Frame Twenty-Six: New Zealand

New Zealand had an unusually dense network of telegraph offices and this selection shows the range of markings available on inland telegrams and cables. The final sheet shows a modern telegram used in the tiny Pacific island of Tonga.

Frames Twenty-Eight and Twenty-Nine: Belgium

This is a favourite country of mine and is the first I began collecting in 1966, attracted by the unusual hexagonal stamps. Shown is the unique die proof of the 1866 stamped forms. and a complete study of the stamps, including the rare 5frs mint of 1871 and mint and used examples of the 25frs of 1882. The display is concluded with examples of delivery stationery.

Frames Twenty-Nine and Thirty: France.

As we saw in frame one, France invented the telegraph with the Chappe semaphore. The electric telegraph was slow to develop here because of this and the public were not allowed to use the service until 1860: before then, all telegrams were official. Shown here are forms and stamps from the post 1860 period, including a rare use of a telegraph stamp on "entire" and an example of the photographic film on to which telegrams were printed and sent from Paris during the siege of 1870 on pigeons and then enlarged for delivery. A later innovation is the 'Belinogramme' a electronic process which could send autographs and pictures, the ancestor of the modern fax. The service was little-used because of its high expense and no actual examples of messages have survived since the paper turns completely black after a few months. This section concludes with toy telegrams included in French toy post offices.

Frames Thirty-One to Thirty-Seven: Round the World in Telegraph Stamps

A global survey from A-Z of telegraph stamps from Algeria to Venezuela, including stationery and delivery forms. Latin America provides some particularly interesting issues, especially Nicaragua and Ecuador, where new discoveries are still to be made (some of these new unrecorded stamps are shown here.) This section concludes with two sheets of telegram seals used to fasten delivery forms from around the world which is in itself a fascinating collecting field.

Frames Thirty-Eight to Forty: The Cable Companies.

STATED GOAL 1:
Render the records below as a Markdown table with the columns n and Line, numbering each row and omitting blank lines.

RAW RECORDS:
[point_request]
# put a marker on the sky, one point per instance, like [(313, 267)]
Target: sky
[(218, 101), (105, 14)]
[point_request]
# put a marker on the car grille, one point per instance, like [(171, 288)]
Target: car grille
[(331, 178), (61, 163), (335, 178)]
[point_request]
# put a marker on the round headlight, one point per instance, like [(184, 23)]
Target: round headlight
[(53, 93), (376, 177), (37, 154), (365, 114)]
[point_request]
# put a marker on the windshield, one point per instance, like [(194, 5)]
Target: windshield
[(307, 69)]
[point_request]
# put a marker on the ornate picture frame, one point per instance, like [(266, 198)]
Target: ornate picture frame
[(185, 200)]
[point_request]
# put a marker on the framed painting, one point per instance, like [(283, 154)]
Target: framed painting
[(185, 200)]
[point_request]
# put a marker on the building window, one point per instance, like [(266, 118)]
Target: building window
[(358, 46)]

STATED GOAL 2:
Answer the following from the exhibit description above:
(a) In what year did the collector begin collecting Belgium?
(b) Until what year was the public barred from using the telegraph service in France?
(c) On which Pacific island was the modern telegram on the final New Zealand sheet used?

EXPECTED OUTPUT 1:
| n | Line |
|---|---|
| 1 | [point_request] |
| 2 | # put a marker on the sky, one point per instance, like [(313, 267)] |
| 3 | Target: sky |
| 4 | [(218, 101), (105, 14)] |
| 5 | [point_request] |
| 6 | # put a marker on the car grille, one point per instance, like [(171, 288)] |
| 7 | Target: car grille |
| 8 | [(331, 178), (61, 163), (335, 178)] |
| 9 | [point_request] |
| 10 | # put a marker on the round headlight, one point per instance, like [(184, 23)] |
| 11 | Target: round headlight |
| 12 | [(53, 93), (376, 177), (37, 154), (365, 114)] |
| 13 | [point_request] |
| 14 | # put a marker on the windshield, one point per instance, like [(194, 5)] |
| 15 | Target: windshield |
| 16 | [(307, 69)] |
| 17 | [point_request] |
| 18 | # put a marker on the ornate picture frame, one point per instance, like [(266, 198)] |
| 19 | Target: ornate picture frame |
| 20 | [(185, 200)] |
| 21 | [point_request] |
| 22 | # put a marker on the framed painting, one point per instance, like [(283, 154)] |
| 23 | Target: framed painting |
| 24 | [(185, 200)] |
| 25 | [point_request] |
| 26 | # put a marker on the building window, one point per instance, like [(266, 118)] |
| 27 | Target: building window |
| 28 | [(358, 46)] |

EXPECTED OUTPUT 2:
(a) 1966
(b) 1860
(c) Tonga